▸ DATA TO USE
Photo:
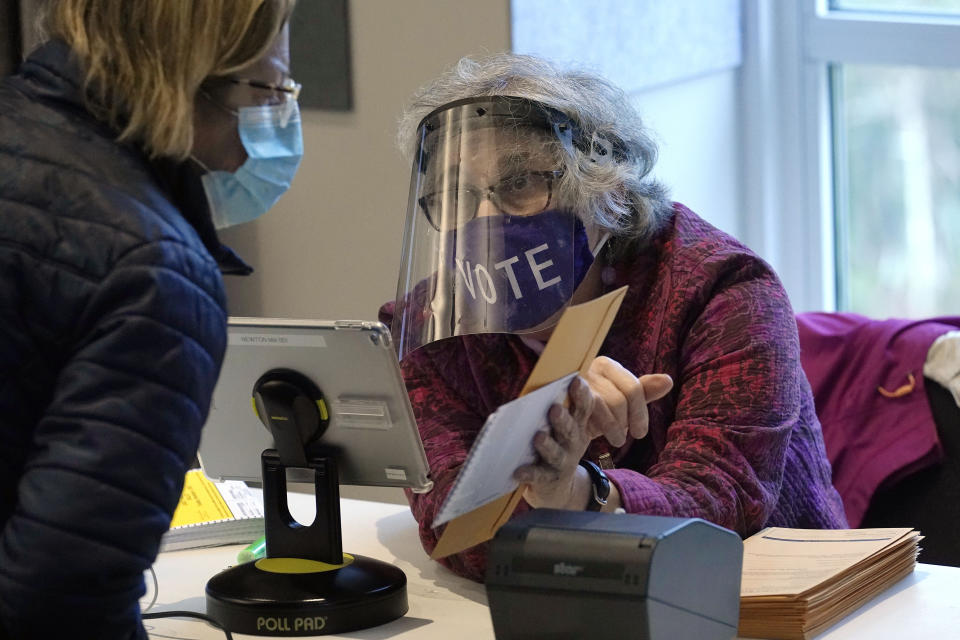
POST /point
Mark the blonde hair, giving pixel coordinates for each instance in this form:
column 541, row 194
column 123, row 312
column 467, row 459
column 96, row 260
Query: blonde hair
column 144, row 60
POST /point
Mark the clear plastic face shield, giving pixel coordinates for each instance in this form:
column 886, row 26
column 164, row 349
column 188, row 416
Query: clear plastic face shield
column 491, row 243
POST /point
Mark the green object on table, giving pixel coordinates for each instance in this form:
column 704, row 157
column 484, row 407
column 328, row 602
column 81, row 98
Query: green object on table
column 256, row 550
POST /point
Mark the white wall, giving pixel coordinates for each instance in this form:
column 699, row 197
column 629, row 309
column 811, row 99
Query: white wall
column 330, row 248
column 696, row 123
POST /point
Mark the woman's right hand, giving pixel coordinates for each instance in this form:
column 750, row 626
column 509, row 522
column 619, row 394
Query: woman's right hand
column 620, row 400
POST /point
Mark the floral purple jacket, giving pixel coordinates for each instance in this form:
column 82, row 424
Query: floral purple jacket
column 736, row 442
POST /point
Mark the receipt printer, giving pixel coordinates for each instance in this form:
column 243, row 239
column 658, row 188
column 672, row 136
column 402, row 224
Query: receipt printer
column 579, row 574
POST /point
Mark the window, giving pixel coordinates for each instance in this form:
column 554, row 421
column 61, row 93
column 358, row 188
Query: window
column 852, row 143
column 896, row 158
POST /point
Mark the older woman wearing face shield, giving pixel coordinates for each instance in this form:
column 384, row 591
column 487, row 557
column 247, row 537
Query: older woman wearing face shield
column 530, row 191
column 126, row 140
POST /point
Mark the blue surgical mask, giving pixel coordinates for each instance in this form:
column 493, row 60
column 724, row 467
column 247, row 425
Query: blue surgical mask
column 272, row 138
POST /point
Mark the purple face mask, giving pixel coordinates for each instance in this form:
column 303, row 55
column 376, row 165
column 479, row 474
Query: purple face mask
column 514, row 272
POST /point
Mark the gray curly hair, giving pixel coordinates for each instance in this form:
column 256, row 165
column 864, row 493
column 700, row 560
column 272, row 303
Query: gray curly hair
column 623, row 198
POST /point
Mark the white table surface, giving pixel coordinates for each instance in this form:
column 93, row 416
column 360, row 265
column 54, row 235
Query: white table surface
column 444, row 606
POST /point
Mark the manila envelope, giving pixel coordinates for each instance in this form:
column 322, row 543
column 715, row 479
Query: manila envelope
column 573, row 345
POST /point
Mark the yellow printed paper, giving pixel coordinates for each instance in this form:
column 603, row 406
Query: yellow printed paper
column 199, row 502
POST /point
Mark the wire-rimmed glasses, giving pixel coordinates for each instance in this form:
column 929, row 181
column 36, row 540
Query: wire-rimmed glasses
column 520, row 194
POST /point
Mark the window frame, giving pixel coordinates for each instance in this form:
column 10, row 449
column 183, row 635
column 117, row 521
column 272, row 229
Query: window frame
column 788, row 139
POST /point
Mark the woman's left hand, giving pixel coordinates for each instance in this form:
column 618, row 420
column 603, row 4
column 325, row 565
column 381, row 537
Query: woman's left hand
column 552, row 480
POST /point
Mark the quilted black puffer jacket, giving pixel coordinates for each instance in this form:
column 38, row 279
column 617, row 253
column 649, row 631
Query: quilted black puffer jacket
column 112, row 333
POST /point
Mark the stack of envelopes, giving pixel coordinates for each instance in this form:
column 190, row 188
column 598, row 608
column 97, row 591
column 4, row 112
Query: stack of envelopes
column 798, row 582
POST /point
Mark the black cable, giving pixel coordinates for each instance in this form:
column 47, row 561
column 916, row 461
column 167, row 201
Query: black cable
column 188, row 614
column 156, row 590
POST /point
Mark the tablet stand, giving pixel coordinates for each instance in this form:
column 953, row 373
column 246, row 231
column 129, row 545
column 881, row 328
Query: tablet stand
column 305, row 585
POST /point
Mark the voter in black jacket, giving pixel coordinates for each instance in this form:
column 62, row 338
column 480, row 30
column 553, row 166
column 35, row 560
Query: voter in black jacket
column 122, row 150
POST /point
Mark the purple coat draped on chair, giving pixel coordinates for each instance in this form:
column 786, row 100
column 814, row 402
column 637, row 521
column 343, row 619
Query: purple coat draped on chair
column 868, row 387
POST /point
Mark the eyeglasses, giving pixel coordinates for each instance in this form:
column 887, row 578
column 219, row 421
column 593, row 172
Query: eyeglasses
column 288, row 87
column 225, row 91
column 522, row 194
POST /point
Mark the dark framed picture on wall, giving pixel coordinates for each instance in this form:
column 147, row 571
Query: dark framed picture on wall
column 320, row 54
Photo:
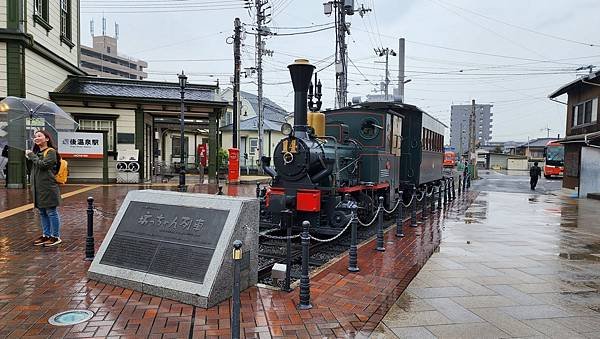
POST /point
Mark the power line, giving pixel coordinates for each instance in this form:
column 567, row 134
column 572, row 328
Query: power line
column 523, row 28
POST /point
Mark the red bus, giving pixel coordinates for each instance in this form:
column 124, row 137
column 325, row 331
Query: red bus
column 554, row 156
column 449, row 159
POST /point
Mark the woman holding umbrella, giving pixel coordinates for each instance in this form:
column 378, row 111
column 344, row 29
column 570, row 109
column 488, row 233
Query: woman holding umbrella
column 46, row 194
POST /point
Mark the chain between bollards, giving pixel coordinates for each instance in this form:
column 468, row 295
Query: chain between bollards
column 399, row 216
column 235, row 298
column 287, row 216
column 380, row 246
column 304, row 278
column 89, row 240
column 353, row 252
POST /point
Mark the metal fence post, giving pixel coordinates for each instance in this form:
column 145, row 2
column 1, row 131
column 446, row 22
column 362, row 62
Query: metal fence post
column 89, row 240
column 380, row 246
column 304, row 277
column 399, row 216
column 235, row 299
column 353, row 252
column 440, row 196
column 413, row 210
column 286, row 217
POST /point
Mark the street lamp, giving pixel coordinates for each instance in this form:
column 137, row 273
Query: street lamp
column 182, row 82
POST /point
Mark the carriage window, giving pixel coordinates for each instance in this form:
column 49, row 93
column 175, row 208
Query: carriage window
column 396, row 146
column 369, row 128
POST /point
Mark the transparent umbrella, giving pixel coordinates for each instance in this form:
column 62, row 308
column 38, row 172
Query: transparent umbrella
column 20, row 118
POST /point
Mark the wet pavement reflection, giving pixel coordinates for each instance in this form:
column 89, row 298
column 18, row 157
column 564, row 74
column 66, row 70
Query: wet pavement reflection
column 514, row 265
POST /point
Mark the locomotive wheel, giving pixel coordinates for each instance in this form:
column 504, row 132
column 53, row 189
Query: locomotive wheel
column 366, row 207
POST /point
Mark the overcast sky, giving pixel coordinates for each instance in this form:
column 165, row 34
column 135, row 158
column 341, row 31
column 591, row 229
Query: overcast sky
column 511, row 54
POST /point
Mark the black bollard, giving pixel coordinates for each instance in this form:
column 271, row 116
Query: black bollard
column 304, row 278
column 353, row 252
column 445, row 191
column 413, row 212
column 286, row 221
column 453, row 189
column 89, row 240
column 432, row 210
column 380, row 246
column 424, row 204
column 399, row 216
column 235, row 298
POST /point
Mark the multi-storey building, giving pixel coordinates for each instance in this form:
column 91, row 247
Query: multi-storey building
column 459, row 125
column 38, row 51
column 103, row 60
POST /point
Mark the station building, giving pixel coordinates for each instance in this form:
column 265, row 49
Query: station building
column 39, row 60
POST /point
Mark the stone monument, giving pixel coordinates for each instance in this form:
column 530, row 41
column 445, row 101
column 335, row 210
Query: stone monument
column 179, row 245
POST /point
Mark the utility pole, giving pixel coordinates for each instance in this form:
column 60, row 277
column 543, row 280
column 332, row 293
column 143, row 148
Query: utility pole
column 237, row 24
column 260, row 50
column 342, row 8
column 472, row 134
column 386, row 52
column 401, row 57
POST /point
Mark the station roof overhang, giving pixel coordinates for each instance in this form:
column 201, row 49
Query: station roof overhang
column 160, row 99
column 587, row 80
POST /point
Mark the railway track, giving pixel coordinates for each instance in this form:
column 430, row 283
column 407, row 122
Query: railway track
column 272, row 251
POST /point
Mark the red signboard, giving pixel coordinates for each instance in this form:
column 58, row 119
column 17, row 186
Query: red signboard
column 203, row 154
column 234, row 165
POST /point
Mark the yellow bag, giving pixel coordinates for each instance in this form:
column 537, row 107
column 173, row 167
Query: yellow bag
column 63, row 169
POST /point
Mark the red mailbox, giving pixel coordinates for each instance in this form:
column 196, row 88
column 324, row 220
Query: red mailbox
column 234, row 165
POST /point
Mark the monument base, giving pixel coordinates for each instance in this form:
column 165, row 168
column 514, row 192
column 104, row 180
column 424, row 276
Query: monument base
column 179, row 246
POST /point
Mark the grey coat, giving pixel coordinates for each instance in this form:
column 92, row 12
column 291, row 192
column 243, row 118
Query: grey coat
column 46, row 193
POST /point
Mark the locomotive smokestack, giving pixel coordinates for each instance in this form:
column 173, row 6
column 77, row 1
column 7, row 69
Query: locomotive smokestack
column 301, row 72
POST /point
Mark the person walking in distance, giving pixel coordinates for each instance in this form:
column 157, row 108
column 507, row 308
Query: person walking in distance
column 46, row 194
column 535, row 172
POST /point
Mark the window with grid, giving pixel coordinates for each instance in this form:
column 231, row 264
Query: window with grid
column 585, row 112
column 65, row 19
column 101, row 125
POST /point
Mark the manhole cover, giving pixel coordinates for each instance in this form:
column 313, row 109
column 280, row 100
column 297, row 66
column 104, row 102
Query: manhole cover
column 71, row 317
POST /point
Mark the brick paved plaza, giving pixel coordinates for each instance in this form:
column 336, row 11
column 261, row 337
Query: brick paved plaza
column 36, row 283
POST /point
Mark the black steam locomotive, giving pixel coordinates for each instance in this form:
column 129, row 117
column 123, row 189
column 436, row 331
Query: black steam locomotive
column 366, row 150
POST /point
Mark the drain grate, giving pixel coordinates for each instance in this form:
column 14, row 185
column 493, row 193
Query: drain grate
column 71, row 317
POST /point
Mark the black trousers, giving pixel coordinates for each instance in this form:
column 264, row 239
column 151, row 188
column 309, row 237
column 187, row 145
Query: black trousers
column 533, row 182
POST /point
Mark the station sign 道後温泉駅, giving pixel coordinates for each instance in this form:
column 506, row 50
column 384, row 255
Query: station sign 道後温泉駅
column 81, row 145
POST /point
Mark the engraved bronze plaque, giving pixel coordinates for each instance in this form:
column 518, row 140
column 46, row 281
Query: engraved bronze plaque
column 167, row 240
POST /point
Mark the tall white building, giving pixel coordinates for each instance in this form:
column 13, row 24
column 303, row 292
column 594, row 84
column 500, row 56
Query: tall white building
column 459, row 125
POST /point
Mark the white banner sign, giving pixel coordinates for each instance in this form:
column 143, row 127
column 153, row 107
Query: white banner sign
column 81, row 145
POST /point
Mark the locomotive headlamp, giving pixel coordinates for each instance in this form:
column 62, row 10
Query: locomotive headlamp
column 286, row 129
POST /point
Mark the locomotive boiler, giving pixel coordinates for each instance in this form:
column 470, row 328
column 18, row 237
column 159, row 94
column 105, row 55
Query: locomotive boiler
column 363, row 151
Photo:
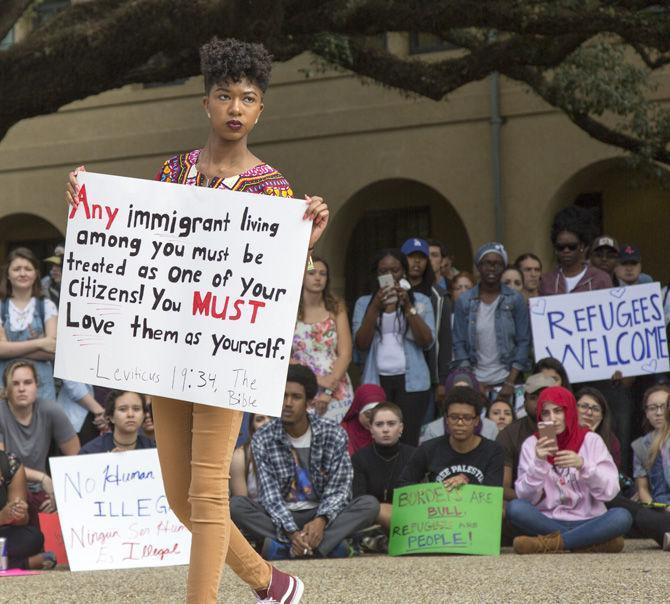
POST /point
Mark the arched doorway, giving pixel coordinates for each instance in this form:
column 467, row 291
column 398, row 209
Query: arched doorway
column 384, row 214
column 31, row 231
column 628, row 204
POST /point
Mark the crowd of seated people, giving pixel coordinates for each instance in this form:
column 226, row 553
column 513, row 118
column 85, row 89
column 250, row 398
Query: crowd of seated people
column 448, row 391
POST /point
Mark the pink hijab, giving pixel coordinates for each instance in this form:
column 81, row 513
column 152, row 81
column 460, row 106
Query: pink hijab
column 360, row 437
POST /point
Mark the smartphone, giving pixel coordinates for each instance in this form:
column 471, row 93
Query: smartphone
column 548, row 430
column 387, row 281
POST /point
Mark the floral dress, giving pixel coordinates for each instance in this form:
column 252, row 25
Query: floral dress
column 315, row 345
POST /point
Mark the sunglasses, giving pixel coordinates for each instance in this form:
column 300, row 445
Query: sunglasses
column 566, row 246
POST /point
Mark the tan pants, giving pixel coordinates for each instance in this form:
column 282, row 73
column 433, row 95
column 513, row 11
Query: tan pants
column 195, row 446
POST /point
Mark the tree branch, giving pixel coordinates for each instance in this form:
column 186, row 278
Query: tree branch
column 102, row 45
column 596, row 129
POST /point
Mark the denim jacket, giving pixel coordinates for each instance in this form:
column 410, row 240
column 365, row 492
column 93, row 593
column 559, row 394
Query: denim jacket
column 417, row 374
column 512, row 324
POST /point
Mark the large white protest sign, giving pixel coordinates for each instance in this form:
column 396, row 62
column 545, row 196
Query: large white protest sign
column 181, row 291
column 597, row 333
column 114, row 514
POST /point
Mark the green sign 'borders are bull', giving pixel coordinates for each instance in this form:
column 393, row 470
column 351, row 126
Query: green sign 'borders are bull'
column 428, row 519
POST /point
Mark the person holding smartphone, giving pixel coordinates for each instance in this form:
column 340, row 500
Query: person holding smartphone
column 393, row 326
column 566, row 474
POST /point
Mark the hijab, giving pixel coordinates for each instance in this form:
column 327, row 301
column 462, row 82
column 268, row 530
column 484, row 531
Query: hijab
column 359, row 436
column 572, row 437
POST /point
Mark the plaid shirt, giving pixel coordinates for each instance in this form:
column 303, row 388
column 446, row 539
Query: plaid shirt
column 329, row 469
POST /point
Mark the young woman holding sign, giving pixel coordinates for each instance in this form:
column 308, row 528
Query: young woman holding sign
column 236, row 77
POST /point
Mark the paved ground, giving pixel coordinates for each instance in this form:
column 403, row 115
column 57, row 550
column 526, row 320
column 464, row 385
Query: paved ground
column 639, row 574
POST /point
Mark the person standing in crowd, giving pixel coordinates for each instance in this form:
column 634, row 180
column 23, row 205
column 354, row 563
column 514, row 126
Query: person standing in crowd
column 243, row 477
column 440, row 426
column 513, row 278
column 357, row 420
column 594, row 414
column 394, row 327
column 51, row 283
column 629, row 269
column 460, row 284
column 502, row 413
column 378, row 466
column 531, row 269
column 461, row 457
column 437, row 255
column 512, row 437
column 25, row 543
column 29, row 320
column 604, row 254
column 304, row 505
column 492, row 326
column 196, row 441
column 563, row 485
column 571, row 233
column 422, row 280
column 322, row 341
column 125, row 411
column 28, row 424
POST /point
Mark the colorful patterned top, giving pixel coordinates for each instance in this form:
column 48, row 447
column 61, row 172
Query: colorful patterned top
column 262, row 179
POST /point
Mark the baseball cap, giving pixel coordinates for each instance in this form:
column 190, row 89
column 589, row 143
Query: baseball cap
column 492, row 247
column 415, row 245
column 537, row 381
column 630, row 253
column 605, row 241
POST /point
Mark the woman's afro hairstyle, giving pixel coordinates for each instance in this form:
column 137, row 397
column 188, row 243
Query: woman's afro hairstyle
column 577, row 220
column 232, row 61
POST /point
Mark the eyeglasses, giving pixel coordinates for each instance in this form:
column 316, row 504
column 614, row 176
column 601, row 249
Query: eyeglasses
column 593, row 409
column 572, row 247
column 461, row 419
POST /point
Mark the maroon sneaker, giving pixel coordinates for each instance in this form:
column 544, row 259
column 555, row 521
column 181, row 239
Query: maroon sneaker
column 283, row 589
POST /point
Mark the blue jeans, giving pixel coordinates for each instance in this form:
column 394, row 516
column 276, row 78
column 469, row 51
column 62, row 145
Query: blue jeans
column 577, row 534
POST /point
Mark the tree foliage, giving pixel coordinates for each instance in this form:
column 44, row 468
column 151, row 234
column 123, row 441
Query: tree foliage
column 591, row 59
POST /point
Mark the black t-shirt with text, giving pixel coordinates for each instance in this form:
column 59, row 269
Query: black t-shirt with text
column 436, row 460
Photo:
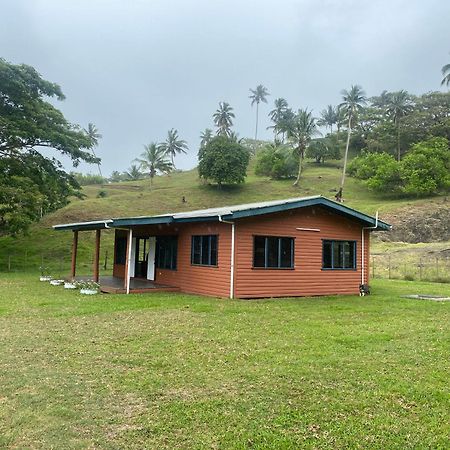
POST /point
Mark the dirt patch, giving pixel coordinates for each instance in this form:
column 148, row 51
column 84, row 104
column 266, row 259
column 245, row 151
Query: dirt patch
column 422, row 223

▸ EXERCISE PROMPT
Write out the material above word for word, starting at its first line and stopping after the line that contains "column 144, row 60". Leave the pictures out of your copy.

▸ TASK RESPONSE
Photo:
POST /point
Mark the blonde hair, giving pixel coordinates for each instance in this form:
column 541, row 194
column 123, row 312
column 467, row 459
column 96, row 260
Query: blonde hair
column 144, row 60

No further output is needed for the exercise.